[[ EXCERPT TO READ, beginning ]]
12/16/25

Conversations on Randomness of Software

This article was written by an SRES functional safety expert and examines why software failures are treated as systematic—not random—under standards such as ISO 26262 and IEC 61508, and how this perspective changes when considering complex and ML-enabled software systems.

Looking to go deeper? SRES provides expert-led functional safety training, including certificate-based programs, as well as hands-on consulting support to help organizations implement ISO 26262 and related functional safety requirements across the product lifecycle.

Ask enough technology users and you will find stories of software UI glitches, websites showing something one second and something different another second, and behavior that most users will just say “oh, it was behaving randomly.” The traditional engineering view is that software cannot fail “randomly” – except, of course, when the hardware running it has a failure.

As modern software increases in complexity, especially with the rise of non-deterministic software incorporating machine learning, there is a nascent movement to apply probabilistic analyses to software when building arguments for safe operation of such software. Is modern software now a blend of systematic and truly random behavior?

Standards such as IEC 61508 and ISO 26262, however, take the stance that software does not, and cannot, have “random” failures in the same sense as hardware. These standards therefore treat all software issues as systematic issues which can be addressed only by design or process efforts and assign no failure rate to software.

What are the implications of considering software to have a “failure rate?” For hardware systems, failure rates are rooted in physics and are ultimately due to quantum uncertainty. But what about software? How does software “fail”? For that matter – what does “random” mean?

What is Random?

Without going into a treatise on probability, probability in engineering is used to model our inability to perfectly measure every state in a system. We cannot feasibly measure the order of 10²⁰ or so atoms in a resistor to establish its individual unique properties and predict the exact moment it might fail (and even if we could, pesky quantum mechanics rears its head). Instead we evaluate population characteristics and have robust predictive models that tell us, for a given manufacturing process and usage profile, how likely it is that the total population behaves in a certain way. We can then use statistical tools to make claims about a single member of such a population. In the case of failure analyses, the parameter of interest is “the portion of the population that will have failed (or survived) as a function of time after entry to service” which, when plotted, gives us the oft-cited bathtub curve of “failure rates” for hardware components.

Unlike hardware, software failures can’t be characterized by a bathtub-curve of failure rate over time: software doesn’t have infant mortality, doesn’t have a period of constant failure rate, and doesn’t wear out due to fatigue. There is no “population” of software components to sample in the same sense as hardware. Hardware failures arise from several sources: the inherent uncertainty in the properties of a macroscopic physical device, the inherent variability across a population of devices, and the variability in the environmental and usage profiles for each member of a population. Software has no “variability” or “uncertainty” in its implementation, nor is there any “part-to-part” variability in a software executable image from one part to another — every copy can be verified to be digitally identical. The only remaining source of variability in software behavior, then, is in the variation in environmental and usage profiles.
[[ EXCERPT TO READ, end ]]
[[ EXERCISE DATA, beginning ]]
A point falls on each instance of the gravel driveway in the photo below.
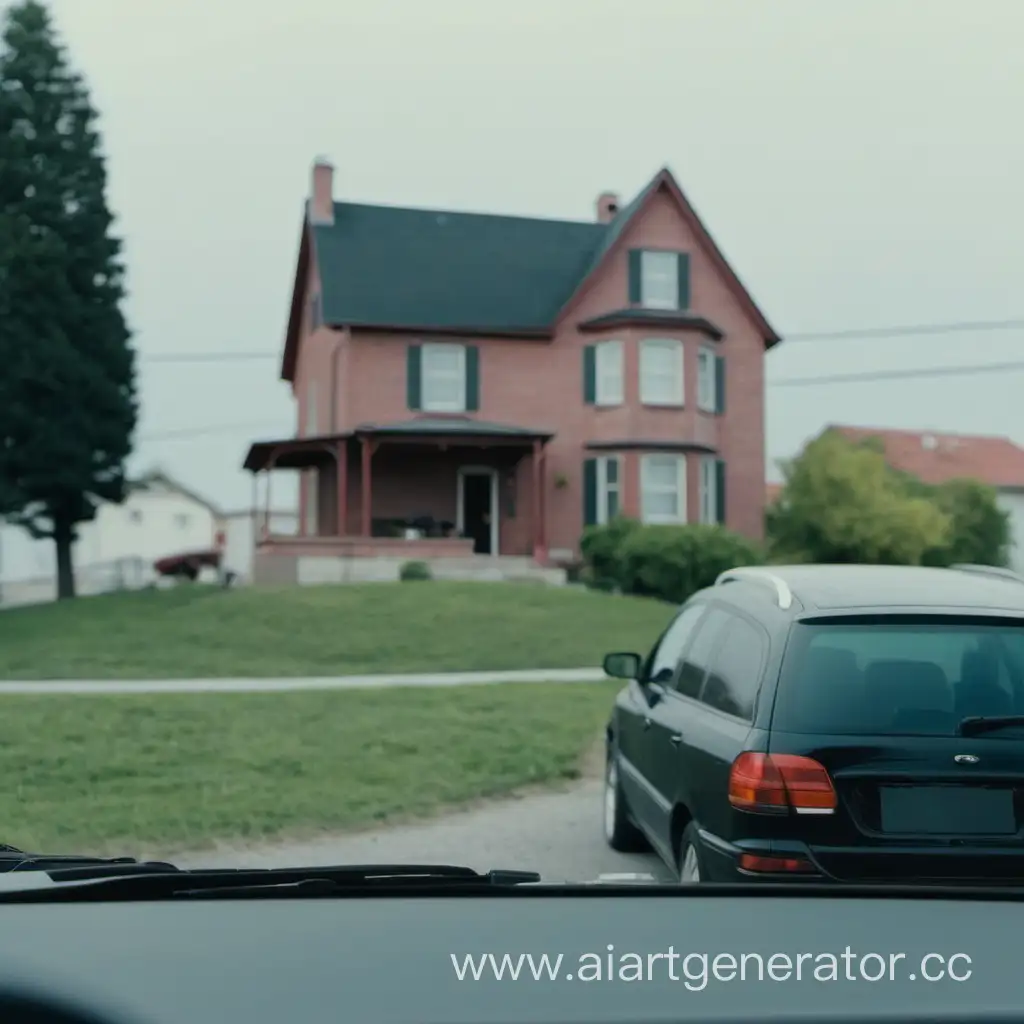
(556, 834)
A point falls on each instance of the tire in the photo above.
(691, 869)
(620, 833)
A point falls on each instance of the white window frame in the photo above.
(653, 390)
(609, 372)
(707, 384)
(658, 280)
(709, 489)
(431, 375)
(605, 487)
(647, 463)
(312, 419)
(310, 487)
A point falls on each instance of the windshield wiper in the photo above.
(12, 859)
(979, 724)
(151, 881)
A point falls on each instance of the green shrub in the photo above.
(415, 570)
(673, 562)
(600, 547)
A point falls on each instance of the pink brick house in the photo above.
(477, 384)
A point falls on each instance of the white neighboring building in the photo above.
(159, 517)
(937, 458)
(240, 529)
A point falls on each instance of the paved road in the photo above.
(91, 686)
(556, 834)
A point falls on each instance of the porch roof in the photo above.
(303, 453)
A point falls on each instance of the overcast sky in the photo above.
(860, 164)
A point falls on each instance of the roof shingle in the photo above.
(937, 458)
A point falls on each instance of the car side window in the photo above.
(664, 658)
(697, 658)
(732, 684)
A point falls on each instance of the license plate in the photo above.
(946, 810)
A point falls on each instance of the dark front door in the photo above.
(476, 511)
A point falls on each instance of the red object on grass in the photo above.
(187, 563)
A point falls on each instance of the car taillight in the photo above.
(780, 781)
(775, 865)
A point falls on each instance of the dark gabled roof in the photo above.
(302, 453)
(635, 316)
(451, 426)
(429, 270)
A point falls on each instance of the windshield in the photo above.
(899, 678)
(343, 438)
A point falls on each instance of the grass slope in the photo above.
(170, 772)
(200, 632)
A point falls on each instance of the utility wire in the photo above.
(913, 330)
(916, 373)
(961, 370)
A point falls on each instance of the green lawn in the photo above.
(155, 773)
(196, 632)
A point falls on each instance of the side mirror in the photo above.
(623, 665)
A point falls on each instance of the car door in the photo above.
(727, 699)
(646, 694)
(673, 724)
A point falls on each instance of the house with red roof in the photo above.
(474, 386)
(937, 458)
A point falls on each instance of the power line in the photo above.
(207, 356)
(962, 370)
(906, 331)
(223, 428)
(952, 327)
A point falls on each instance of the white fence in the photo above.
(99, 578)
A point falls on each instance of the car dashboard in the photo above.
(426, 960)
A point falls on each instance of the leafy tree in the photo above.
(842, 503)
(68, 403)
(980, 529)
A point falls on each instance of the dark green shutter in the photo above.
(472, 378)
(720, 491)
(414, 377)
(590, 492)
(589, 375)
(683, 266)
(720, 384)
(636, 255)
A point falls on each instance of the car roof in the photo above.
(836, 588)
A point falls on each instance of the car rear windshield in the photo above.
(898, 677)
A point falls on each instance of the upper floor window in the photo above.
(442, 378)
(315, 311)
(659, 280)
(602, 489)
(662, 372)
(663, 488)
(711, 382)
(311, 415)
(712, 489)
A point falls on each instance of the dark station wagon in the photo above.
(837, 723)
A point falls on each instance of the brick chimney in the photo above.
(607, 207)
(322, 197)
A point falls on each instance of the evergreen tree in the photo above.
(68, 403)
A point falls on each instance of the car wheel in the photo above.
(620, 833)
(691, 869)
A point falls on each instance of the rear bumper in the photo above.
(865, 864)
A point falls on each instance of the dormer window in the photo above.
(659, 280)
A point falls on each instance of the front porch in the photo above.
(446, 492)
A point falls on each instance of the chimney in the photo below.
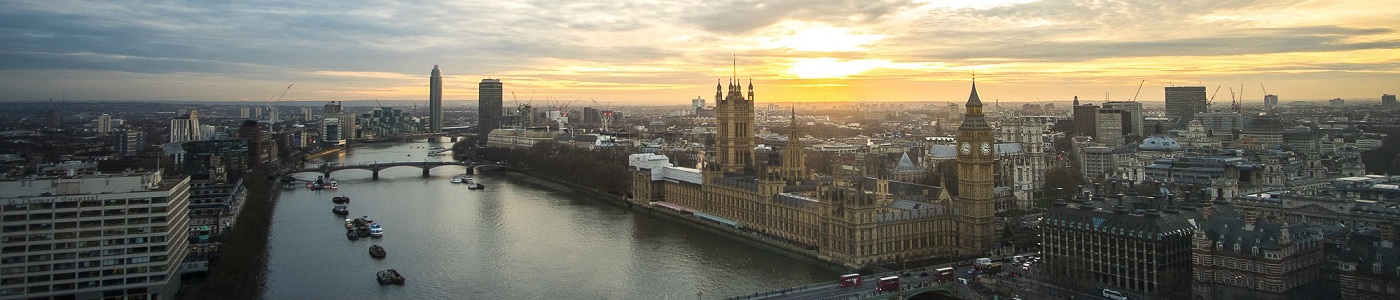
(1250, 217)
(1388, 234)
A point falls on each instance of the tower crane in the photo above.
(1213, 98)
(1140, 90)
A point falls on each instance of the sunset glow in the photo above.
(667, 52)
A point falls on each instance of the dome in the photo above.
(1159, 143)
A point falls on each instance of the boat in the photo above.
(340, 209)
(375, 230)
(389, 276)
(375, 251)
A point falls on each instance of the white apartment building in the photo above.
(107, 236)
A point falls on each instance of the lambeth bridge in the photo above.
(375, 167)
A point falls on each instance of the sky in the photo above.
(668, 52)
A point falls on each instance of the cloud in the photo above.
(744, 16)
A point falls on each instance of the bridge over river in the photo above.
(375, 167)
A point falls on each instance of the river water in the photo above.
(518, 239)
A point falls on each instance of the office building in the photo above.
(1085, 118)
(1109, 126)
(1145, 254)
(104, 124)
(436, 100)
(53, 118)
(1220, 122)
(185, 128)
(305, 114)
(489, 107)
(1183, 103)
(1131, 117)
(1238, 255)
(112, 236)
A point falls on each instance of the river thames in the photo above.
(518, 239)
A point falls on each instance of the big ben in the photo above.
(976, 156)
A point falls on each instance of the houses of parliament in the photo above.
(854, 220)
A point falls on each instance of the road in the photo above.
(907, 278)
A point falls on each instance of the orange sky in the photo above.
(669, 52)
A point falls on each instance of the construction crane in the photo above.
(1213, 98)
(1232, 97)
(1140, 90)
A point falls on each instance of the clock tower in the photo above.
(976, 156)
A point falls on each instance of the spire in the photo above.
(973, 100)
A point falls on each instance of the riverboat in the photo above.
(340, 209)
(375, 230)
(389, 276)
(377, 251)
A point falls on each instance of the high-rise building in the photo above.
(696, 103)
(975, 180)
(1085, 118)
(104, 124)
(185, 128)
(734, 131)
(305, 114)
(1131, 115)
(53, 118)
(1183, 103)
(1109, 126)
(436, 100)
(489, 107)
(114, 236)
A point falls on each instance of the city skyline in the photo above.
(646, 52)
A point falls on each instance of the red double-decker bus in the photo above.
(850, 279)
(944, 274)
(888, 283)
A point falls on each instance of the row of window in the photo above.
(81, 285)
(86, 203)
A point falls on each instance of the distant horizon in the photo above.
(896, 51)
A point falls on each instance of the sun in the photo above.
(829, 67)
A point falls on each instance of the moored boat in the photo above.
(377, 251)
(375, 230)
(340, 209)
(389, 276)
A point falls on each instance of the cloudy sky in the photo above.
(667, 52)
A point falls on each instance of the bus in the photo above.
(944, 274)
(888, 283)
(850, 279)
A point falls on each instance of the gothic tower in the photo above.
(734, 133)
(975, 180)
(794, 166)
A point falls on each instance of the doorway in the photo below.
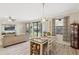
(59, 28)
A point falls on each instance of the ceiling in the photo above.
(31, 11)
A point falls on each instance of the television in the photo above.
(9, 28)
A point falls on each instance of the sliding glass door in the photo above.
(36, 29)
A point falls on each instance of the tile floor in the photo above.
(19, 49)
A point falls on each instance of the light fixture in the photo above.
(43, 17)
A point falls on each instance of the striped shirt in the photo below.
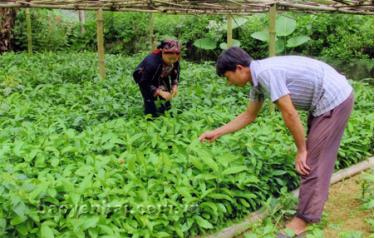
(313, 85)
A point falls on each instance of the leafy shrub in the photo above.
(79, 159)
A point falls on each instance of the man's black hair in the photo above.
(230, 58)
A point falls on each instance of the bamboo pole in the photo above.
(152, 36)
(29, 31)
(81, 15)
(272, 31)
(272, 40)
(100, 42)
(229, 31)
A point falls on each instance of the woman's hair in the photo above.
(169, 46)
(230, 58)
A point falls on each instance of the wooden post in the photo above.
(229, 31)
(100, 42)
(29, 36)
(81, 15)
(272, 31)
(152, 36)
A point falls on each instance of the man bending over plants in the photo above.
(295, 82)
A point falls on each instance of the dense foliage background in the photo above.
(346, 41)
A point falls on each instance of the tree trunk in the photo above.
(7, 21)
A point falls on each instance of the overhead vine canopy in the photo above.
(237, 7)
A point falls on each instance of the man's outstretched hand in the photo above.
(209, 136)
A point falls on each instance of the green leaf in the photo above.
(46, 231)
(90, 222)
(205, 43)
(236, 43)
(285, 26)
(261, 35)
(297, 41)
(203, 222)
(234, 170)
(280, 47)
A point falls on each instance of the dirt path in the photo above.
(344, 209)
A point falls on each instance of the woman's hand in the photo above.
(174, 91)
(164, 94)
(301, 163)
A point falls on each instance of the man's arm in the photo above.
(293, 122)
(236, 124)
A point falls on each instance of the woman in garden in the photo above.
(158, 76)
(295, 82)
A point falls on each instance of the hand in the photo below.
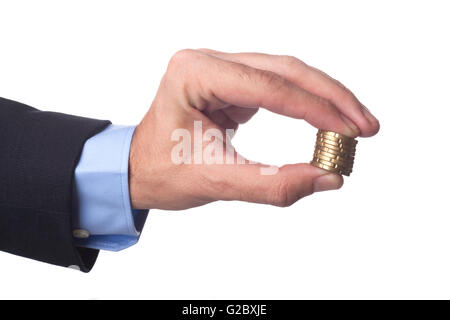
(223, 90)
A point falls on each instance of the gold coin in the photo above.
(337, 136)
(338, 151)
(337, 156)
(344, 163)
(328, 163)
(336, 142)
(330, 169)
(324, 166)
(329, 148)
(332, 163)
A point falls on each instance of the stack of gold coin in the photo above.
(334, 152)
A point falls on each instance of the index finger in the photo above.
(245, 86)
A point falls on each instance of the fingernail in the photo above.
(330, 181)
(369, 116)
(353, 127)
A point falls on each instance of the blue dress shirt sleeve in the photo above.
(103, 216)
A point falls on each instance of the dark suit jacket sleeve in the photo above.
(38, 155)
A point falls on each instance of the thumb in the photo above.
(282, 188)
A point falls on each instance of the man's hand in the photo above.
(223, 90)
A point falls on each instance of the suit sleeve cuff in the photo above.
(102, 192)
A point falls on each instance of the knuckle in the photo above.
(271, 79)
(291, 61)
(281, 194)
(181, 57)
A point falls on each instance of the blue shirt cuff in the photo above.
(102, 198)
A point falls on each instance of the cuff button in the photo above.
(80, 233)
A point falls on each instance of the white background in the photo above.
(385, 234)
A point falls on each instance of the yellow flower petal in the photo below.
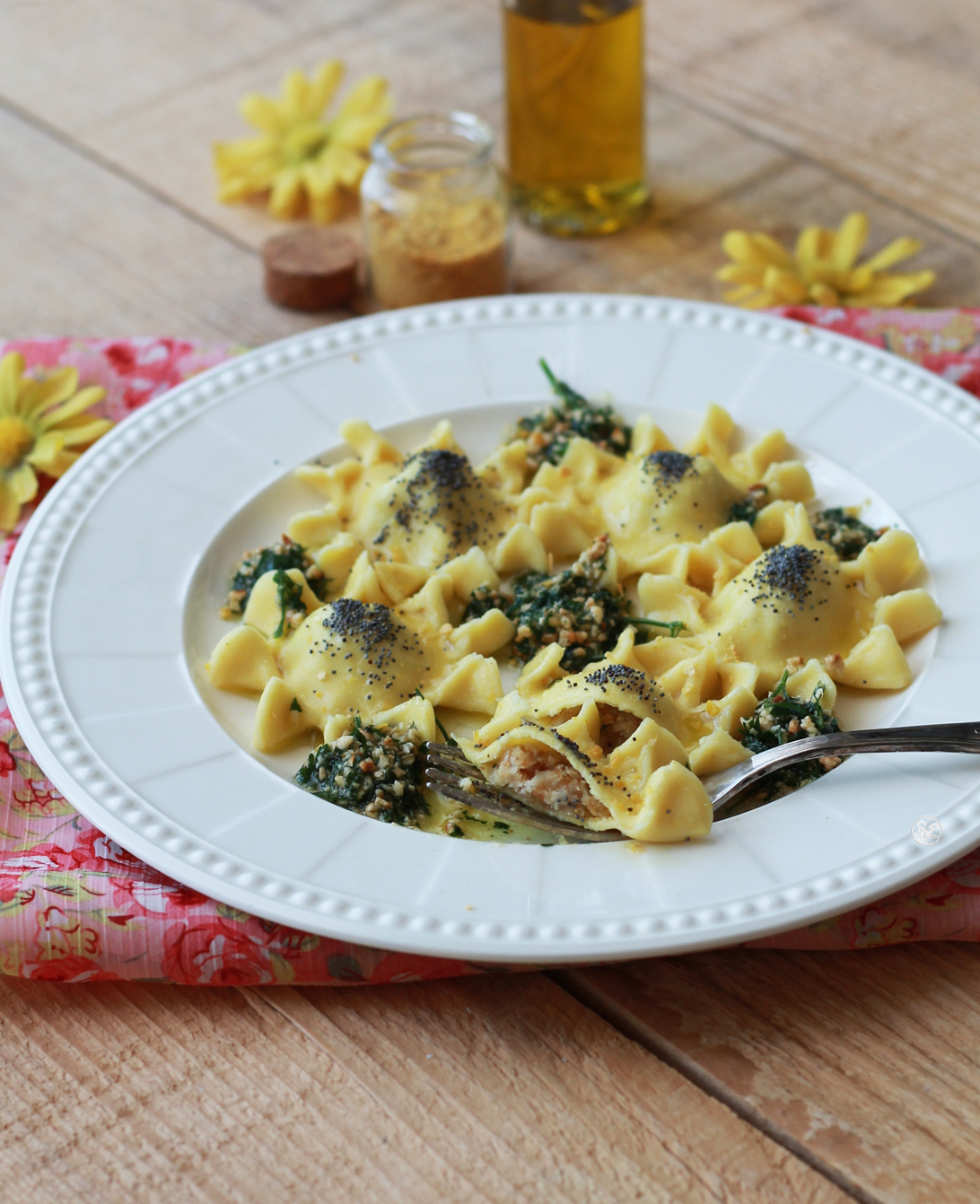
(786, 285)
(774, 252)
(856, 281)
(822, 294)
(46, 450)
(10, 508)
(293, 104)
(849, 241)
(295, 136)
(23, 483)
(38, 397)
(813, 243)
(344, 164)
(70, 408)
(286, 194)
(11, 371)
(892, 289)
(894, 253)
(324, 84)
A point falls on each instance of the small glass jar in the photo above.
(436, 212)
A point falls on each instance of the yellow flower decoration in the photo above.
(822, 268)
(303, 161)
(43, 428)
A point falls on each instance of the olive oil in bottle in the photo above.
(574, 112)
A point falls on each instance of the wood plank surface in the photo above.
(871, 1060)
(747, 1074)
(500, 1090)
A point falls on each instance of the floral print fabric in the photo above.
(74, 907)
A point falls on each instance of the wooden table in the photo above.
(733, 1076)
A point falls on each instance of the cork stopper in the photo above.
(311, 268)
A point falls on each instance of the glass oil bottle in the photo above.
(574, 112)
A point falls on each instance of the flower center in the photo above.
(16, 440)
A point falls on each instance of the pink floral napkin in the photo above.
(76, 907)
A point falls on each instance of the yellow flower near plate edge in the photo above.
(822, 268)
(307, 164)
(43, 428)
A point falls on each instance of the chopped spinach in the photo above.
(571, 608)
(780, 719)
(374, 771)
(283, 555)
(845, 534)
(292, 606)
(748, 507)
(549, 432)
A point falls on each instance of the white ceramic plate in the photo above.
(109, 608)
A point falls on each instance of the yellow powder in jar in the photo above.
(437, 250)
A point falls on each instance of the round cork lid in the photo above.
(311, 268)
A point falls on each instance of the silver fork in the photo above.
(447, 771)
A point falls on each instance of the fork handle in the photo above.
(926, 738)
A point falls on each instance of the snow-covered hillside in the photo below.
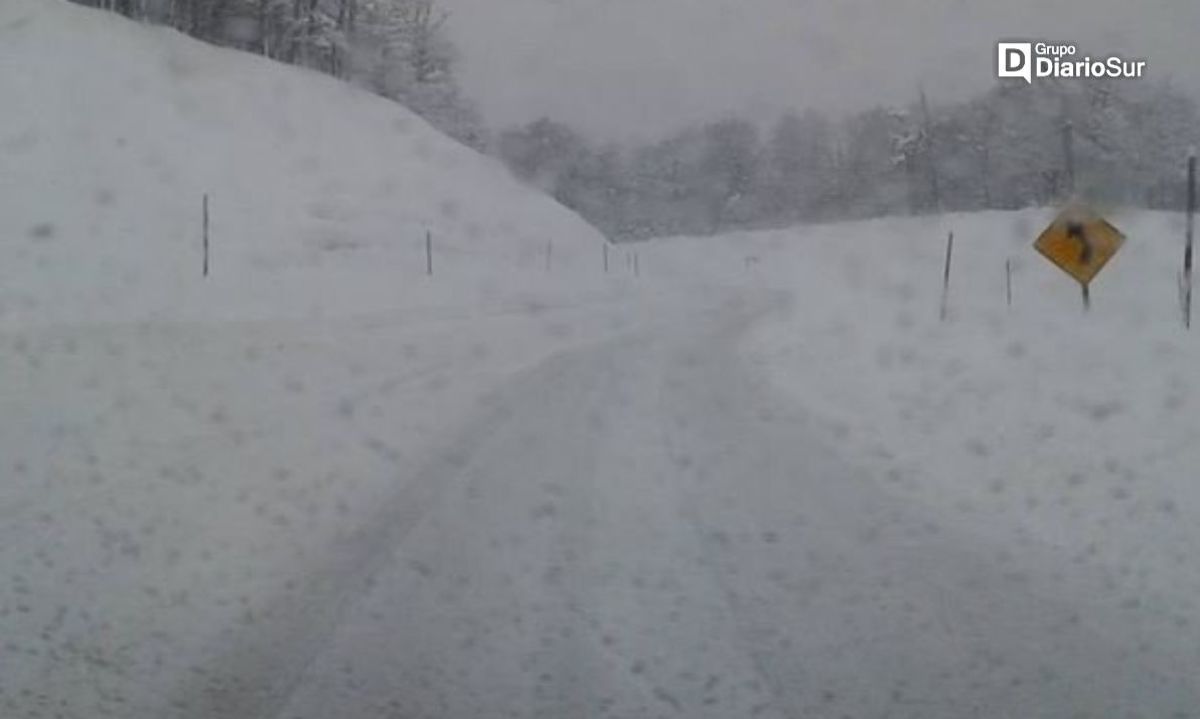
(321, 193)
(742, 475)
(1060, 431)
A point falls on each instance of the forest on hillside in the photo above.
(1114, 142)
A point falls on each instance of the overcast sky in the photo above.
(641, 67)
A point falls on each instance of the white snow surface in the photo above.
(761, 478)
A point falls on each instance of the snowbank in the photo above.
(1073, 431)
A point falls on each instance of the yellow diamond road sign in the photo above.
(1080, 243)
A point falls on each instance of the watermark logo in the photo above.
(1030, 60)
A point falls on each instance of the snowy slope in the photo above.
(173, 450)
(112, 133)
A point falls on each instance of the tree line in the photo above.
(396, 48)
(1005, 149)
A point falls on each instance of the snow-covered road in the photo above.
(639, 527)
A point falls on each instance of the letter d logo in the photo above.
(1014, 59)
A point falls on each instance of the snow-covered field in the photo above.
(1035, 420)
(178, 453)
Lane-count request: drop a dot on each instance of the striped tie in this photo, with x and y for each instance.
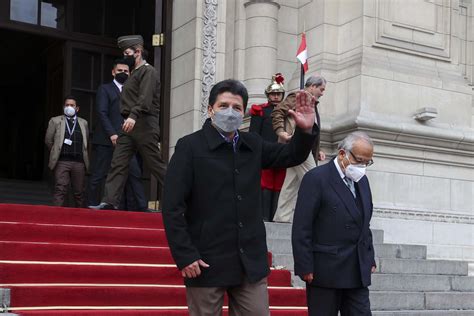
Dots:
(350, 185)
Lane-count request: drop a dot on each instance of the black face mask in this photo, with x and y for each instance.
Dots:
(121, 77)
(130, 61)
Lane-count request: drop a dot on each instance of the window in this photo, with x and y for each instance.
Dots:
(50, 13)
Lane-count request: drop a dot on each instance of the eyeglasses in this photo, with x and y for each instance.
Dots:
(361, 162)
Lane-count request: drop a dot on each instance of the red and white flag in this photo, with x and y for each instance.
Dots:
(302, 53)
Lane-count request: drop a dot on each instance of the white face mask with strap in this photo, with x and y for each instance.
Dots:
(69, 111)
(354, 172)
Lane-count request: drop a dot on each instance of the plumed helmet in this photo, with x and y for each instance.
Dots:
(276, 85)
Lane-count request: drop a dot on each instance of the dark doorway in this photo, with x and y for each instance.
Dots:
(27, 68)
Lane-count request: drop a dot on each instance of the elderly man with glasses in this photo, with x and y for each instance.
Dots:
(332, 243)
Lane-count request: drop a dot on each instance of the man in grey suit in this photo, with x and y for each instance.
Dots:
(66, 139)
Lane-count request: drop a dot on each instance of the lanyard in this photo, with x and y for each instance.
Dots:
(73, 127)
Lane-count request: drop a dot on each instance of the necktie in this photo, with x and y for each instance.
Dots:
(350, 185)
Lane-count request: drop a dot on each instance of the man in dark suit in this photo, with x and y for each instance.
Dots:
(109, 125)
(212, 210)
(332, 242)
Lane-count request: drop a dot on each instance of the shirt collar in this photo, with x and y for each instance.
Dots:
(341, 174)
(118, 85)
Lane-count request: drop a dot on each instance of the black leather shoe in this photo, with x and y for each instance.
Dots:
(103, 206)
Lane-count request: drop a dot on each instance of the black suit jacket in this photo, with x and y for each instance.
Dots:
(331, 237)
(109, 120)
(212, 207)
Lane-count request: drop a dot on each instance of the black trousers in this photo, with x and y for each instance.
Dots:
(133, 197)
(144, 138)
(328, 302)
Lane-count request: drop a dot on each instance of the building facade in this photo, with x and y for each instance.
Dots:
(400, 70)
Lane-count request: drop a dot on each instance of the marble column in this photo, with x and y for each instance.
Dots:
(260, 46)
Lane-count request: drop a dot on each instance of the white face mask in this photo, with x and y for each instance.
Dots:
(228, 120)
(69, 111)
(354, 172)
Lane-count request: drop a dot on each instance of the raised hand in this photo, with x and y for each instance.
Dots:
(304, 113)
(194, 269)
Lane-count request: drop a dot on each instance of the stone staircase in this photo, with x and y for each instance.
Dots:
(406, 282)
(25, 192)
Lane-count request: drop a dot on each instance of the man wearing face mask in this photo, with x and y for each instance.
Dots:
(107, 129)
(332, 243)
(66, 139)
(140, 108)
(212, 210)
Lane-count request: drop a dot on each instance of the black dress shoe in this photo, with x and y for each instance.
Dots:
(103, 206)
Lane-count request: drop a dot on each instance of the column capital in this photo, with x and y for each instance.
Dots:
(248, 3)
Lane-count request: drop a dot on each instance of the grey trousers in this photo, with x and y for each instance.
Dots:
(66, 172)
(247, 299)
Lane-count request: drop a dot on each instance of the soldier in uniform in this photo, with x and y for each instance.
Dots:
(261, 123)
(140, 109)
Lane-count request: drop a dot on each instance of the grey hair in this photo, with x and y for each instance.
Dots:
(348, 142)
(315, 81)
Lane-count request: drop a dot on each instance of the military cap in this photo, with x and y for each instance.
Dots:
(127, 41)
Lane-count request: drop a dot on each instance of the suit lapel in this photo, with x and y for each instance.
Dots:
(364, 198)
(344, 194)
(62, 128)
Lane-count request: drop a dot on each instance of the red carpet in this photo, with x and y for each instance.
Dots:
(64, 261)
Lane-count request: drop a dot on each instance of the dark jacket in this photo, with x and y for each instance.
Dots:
[[ EXERCISE DATA, end ]]
TASK OBJECTIVE:
In the article on software randomness, what is the only remaining source of variability in software behavior?

WORKED SOLUTION:
The variation in environmental and usage profiles.